### Trecho do texto
·····

Entrevista:O Estado inteligente

quinta-feira, julho 07, 2005

Déficit zero? PAULO NOGUEIRA BATISTA JR.

folha de s paulo

Os economistas, mesmo os mais sofisticados, têm uma atração fatal por regras simples. Se fosse possível guiar-se por elas, seria uma maravilha. Infelizmente, essas regras costumam revelar-se ineficazes ou insustentáveis.
O mais recente exemplo dessa atração é a proposta apresentada pelo deputado Delfim Netto. Trata-se de um economista de grande experiência e inegáveis méritos. Desde os tempos de Fernando Henrique Cardoso, tem sido um dos críticos mais argutos da ortodoxia de galinheiro que comanda a política econômica.
Bem. Agora parece que resolveu entregar os pontos. Quer produzir, via emenda constitucional, uma espécie de choque de credibilidade fiscal e alcançar, assim, uma rápida redução da taxa de juro. A sua proposta é, na realidade, uma versão radicalizada da política econômica atual.
Desde o início do governo Lula, os economistas da equipe do ministro Palocci recorrem a argumentos semelhantes para justificar o aumento do superávit primário nas contas públicas. A confiança gerada pelo superávit primário e por reformas fundamentais como a da Previdência Social, diziam eles, permitiria a diminuição das taxas de juro. O superávit primário aumentou, saiu a reforma da Previdência, mas as taxas de juro continuaram na estratosfera...
"Aumentem a dose", recomenda o ex-ministro Delfim. Uma emenda constitucional estabeleceria a eliminação até 2009 do déficit nominal do setor público, que corresponde à diferença entre a despesa líquida de juros e o superávit primário. Em outras palavras: o setor público teria que gerar um superávit primário pelo menos igual à conta de juros. A aprovação dessa emenda constitucional despertaria tal credibilidade que surgiria "instantaneamente uma expectativa de baixa do juro real", garante Delfim. A diminuição dos juros reativaria a economia e permitiria zerar o déficit com níveis suportáveis de superávit primário, não muito mais altos do que os atuais.
Ovo de Colombo? Não me parece. Do ponto de vista macroeconômico, não é recomendável impor uma regra que retira flexibilidade da política fiscal. A economia está sempre sujeita a choques e eventos inesperados. Em determinadas circunstâncias, um déficit nas contas públicas pode ser inevitável e até recomendável.
É o que acontece, por exemplo, se prevalece uma tendência recessiva. Nesse caso, o déficit fiscal tende a aumentar automaticamente, seja porque as receitas tributárias diminuem, seja porque aumentam certas despesas públicas, como a assistência a trabalhadores desempregados. E é bom que assim seja, pois essas variações de receita e despesa amortecem a recessão (são os chamados estabilizadores automáticos).

·····

### Registros extraídos

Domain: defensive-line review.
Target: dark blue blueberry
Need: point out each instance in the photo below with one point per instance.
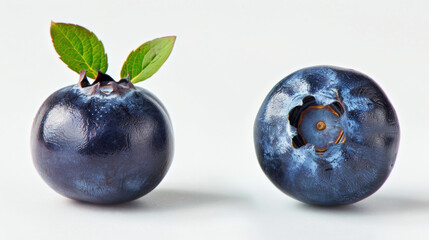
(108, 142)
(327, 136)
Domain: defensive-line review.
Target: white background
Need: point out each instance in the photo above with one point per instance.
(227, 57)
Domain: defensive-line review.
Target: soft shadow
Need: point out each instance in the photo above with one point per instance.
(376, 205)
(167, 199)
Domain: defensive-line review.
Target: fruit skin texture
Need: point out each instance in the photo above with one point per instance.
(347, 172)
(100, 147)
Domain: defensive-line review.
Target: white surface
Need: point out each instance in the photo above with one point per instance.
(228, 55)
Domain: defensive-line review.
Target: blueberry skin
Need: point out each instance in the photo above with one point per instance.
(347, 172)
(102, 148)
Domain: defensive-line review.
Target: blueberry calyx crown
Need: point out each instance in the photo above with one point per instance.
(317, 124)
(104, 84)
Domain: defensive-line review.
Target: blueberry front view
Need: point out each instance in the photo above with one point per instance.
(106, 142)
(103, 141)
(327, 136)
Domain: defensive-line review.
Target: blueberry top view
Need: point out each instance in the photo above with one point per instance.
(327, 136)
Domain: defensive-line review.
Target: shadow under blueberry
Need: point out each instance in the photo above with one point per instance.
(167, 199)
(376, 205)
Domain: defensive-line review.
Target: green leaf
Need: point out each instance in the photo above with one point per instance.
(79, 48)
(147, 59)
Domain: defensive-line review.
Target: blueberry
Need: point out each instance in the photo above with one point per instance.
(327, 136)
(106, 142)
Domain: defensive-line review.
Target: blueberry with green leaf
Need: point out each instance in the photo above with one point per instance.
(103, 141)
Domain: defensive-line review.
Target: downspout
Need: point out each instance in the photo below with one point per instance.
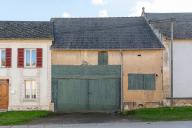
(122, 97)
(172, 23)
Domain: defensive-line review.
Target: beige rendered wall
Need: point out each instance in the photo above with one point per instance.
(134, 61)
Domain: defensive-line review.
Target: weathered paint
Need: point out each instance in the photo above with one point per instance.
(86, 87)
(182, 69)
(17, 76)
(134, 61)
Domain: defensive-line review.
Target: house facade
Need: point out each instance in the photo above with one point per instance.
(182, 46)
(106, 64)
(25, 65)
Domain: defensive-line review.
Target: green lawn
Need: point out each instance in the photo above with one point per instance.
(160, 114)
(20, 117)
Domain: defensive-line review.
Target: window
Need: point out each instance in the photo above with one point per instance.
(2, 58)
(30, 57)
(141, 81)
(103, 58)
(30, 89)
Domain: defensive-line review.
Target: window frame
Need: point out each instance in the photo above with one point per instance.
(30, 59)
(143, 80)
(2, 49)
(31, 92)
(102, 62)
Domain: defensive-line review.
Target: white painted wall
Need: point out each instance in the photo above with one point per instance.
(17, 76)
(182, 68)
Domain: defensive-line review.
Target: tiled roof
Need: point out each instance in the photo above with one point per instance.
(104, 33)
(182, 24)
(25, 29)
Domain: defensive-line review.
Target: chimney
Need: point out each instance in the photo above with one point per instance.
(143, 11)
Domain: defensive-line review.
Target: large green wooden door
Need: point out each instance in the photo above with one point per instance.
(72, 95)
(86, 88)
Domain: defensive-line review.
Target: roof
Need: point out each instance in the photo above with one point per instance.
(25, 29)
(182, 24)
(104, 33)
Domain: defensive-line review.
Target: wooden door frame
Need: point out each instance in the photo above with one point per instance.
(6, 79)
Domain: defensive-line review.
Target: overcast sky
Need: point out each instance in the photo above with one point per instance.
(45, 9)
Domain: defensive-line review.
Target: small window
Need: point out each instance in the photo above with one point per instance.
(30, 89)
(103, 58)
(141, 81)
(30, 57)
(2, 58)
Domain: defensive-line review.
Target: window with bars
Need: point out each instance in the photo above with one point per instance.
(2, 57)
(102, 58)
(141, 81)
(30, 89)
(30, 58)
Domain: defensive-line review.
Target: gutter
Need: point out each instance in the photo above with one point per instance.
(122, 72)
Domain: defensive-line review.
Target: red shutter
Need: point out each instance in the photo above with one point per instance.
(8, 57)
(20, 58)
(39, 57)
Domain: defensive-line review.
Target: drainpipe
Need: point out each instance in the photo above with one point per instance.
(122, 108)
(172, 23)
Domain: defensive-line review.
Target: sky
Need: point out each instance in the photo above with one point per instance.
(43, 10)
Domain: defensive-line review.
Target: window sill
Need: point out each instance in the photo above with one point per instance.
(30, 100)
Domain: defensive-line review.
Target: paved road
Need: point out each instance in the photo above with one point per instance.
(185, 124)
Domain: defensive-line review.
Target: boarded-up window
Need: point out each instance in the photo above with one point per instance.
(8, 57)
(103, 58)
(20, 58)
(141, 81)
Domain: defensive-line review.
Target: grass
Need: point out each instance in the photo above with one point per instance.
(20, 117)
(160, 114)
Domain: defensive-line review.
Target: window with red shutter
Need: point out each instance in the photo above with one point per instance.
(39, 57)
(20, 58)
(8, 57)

·····

### Lista de tarefas
1. No artigo sobre o déficit zero, até que ano a emenda constitucional proposta por Delfim Netto eliminaria o déficit nominal do setor público?
2. Reproduza do artigo sobre o déficit zero o trecho que vai de "O mais recente" até "política econômica atual.", inclusive.
3. Prossiga com o artigo sobre o déficit zero a partir da última frase apresentada.
Os registros não têm nenhum papel aqui.

### Respostas esperadas
1. Até 2009.

2.
O mais recente exemplo dessa atração é a proposta apresentada pelo deputado Delfim Netto. Trata-se de um economista de grande experiência e inegáveis méritos. Desde os tempos de Fernando Henrique Cardoso, tem sido um dos críticos mais argutos da ortodoxia de galinheiro que comanda a política econômica.
Bem. Agora parece que resolveu entregar os pontos. Quer produzir, via emenda constitucional, uma espécie de choque de credibilidade fiscal e alcançar, assim, uma rápida redução da taxa de juro. A sua proposta é, na realidade, uma versão radicalizada da política econômica atual.

3.
Freqüentemente, os governos reforçam os estabilizadores automáticos com a adoção de políticas fiscais deliberadamente expansionistas, de caráter "anticíclico" ou anti-recessivo, envolvendo diminuição de impostos e/ou aumentos de investimentos e outros gastos do governo. No Japão, cuja economia atravessou grave crise recessiva, o déficit público do governo geral (exclusive transações da seguridade social) tem oscilado entre 6% e 8% do PIB desde 1999. Nos EUA, a recessão do início do governo Bush foi enfrentada, em parte, com um rápido aumento do déficit público, que alcançou (no mesmo conceito) mais de 4% do PIB.
Não passa pela cabeça dos americanos ou dos japoneses fixar um teto para o déficit público. Quem o faz são os países da zona do euro, mas sem o radicalismo sugerido pelo ex-ministro Delfim. Lá o teto para o déficit é 3% do PIB. Mesmo assim, vários países (Alemanha e França, por exemplo) têm se revelado incapazes de respeitá-lo.
Duas observações finais. Primeira: não tem cabimento fixar variáveis de política econômica na Constituição. A Constituição brasileira sempre foi criticada por ser excessivamente detalhista. Ironicamente, muitas das mesmas pessoas que faziam esse tipo de crítica e se insurgiam, com razão, contra a presença de um teto para a taxa de juro no texto constitucional (já eliminado), agora aparecem como entusiastas do déficit zero constitucional...
Segunda observação (de mau gosto, reconheço): na Argentina, o malfadado governo De la Rúa, depois de ter sido seriamente abalado por denúncias de corrupção, foi induzido pelo ministro da Economia, Domingo Cavallo, a radicalizar a política econômica e a comprometer-se com uma meta de déficit zero.
De la Rúa não terminou seu mandato.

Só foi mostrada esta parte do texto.